Data for this exercise Start Marker

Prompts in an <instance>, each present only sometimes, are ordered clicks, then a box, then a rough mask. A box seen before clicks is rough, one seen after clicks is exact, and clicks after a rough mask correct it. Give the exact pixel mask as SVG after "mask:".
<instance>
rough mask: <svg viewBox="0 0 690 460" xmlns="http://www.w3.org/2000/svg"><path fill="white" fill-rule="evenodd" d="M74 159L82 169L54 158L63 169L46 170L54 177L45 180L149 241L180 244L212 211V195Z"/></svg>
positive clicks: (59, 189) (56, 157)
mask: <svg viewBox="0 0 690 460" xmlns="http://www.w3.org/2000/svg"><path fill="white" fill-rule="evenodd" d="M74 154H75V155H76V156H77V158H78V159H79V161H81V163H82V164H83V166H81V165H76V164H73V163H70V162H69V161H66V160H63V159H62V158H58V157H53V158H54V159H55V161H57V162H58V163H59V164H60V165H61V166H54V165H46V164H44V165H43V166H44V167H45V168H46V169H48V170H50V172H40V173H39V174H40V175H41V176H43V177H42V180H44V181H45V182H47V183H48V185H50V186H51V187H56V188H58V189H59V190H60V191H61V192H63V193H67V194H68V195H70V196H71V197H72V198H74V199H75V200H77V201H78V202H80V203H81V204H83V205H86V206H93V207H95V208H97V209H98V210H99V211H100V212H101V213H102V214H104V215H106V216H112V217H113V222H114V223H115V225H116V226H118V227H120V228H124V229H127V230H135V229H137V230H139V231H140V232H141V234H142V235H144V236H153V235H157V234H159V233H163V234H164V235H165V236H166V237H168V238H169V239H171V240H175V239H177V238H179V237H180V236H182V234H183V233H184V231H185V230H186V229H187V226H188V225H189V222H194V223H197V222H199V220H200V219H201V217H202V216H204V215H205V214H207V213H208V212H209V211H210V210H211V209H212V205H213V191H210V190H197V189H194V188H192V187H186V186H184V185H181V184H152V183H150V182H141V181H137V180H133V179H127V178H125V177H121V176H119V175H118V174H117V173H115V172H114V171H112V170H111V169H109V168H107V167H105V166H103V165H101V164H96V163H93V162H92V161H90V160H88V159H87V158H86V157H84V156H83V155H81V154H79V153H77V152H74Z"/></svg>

Data for this exercise End Marker

Goal of the exercise: Each line carrying the string "rough" should be copied out from the entries.

Finished task:
Prompts in an <instance>, each present only sometimes, are ordered clicks, then a box, then a rough mask. A box seen before clicks is rough, one seen after clicks is exact, and clicks after a rough mask correct it. Give the exact pixel mask as SVG after "mask:".
rough mask: <svg viewBox="0 0 690 460" xmlns="http://www.w3.org/2000/svg"><path fill="white" fill-rule="evenodd" d="M74 159L82 169L54 158L63 169L46 170L54 177L45 180L149 241L180 244L212 211V195Z"/></svg>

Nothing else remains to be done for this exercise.